### [TASK PROMPT]
Return, from the data that follows, each line that holds the word "frame".

### [SUPPLIED MATERIAL]
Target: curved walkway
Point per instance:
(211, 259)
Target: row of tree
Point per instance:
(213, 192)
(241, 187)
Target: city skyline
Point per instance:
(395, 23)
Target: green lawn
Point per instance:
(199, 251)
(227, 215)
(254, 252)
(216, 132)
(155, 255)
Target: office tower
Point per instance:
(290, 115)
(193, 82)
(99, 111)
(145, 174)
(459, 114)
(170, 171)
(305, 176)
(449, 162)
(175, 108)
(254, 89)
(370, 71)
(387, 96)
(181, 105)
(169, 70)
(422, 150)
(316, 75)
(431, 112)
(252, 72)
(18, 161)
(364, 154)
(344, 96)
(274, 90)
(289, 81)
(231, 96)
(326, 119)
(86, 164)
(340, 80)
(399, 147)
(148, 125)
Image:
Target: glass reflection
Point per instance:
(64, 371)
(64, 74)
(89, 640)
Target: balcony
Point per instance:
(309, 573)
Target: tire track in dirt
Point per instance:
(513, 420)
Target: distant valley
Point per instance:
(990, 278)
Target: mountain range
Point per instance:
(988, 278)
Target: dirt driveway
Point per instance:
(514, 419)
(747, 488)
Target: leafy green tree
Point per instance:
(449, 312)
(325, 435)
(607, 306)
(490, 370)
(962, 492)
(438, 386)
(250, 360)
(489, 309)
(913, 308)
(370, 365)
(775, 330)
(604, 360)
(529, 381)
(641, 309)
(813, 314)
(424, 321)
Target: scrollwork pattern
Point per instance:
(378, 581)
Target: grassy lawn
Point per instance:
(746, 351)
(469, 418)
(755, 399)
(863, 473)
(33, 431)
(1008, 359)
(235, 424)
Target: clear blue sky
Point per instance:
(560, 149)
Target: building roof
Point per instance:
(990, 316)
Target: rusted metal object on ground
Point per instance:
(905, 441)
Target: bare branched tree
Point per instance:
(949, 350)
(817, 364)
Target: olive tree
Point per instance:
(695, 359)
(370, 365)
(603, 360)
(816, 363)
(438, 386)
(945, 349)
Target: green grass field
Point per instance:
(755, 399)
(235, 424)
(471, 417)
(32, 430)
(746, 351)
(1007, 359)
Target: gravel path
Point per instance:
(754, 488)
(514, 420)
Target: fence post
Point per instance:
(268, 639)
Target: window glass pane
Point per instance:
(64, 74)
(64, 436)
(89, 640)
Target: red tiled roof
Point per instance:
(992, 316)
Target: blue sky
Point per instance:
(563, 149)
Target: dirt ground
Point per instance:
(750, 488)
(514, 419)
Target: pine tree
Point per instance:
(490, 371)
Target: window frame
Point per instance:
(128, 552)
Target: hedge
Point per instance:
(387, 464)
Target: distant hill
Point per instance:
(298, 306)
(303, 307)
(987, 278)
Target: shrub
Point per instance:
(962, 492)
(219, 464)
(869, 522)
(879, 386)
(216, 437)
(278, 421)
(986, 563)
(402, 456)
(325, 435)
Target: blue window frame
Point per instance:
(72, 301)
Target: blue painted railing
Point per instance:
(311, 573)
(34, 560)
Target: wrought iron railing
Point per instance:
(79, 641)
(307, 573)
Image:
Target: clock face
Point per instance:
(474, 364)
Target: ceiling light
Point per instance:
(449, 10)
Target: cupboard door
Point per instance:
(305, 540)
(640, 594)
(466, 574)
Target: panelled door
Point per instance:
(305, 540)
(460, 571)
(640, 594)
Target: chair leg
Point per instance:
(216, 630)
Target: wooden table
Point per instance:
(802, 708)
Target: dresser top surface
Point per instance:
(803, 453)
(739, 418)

### [REPLY TO THE EXERCISE]
Target: window frame
Target: blue window frame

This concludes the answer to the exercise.